● TASK STATEMENT
Using the entries below, show all lines with the string "target".
INPUT DATA Start Marker
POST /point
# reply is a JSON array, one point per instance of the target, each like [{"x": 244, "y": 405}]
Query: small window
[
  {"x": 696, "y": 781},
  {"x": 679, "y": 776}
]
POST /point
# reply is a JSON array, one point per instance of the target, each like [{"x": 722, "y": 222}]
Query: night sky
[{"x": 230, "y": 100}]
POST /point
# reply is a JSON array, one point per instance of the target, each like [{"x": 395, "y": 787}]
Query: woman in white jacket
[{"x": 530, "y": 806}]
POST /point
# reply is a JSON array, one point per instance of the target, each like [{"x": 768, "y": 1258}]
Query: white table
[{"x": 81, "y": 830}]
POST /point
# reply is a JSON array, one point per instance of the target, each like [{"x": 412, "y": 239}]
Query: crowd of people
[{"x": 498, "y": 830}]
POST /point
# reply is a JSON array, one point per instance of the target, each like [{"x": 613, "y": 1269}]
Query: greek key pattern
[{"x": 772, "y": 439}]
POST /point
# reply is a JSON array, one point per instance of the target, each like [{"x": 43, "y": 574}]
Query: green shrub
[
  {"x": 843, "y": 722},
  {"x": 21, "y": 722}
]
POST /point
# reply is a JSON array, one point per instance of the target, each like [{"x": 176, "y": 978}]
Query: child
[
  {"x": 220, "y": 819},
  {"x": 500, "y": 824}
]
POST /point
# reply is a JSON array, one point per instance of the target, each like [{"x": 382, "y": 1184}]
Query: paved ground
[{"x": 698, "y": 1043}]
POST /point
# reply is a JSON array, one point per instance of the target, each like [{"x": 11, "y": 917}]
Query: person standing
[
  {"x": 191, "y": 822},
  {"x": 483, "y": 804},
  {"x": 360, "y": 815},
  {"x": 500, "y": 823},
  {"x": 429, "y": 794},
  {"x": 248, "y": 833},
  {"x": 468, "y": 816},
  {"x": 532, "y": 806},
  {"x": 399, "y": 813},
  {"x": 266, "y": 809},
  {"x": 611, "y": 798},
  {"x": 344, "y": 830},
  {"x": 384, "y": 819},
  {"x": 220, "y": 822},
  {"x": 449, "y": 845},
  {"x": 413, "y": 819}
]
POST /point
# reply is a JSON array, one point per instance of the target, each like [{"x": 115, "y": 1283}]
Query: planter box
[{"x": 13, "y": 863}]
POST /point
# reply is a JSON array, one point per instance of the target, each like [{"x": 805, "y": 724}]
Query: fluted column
INPUT DATA End Marker
● ANSWER FOR THIS EXERCISE
# reply is a JSON array, one point per instance of the target, each like [{"x": 244, "y": 405}]
# reply is a JSON array, one point per instance of the target, each like [{"x": 722, "y": 222}]
# reply is a JSON array, one point per instance of the target, each like [{"x": 395, "y": 787}]
# reply is a JSON array, one point per instance of the target, each like [{"x": 768, "y": 1258}]
# reply is a JSON array, one point per instance of the target, each like [{"x": 412, "y": 239}]
# reply is a JSON array, one point per instance of the target, each like [{"x": 613, "y": 1269}]
# reply is a JSON array, one point per instance of the target, each like [{"x": 43, "y": 574}]
# reply is a JSON array, one point per instance of the target, each like [{"x": 176, "y": 978}]
# reply is a JSON array, one point per instance of the target, each like [{"x": 382, "y": 1184}]
# reply is a JSON array, one point per instance of the target, each like [{"x": 11, "y": 917}]
# reply is a JSON array, one point per instance of the target, each like [{"x": 115, "y": 1283}]
# reply is a JSON array, one point per instance of the target, each like [{"x": 805, "y": 724}]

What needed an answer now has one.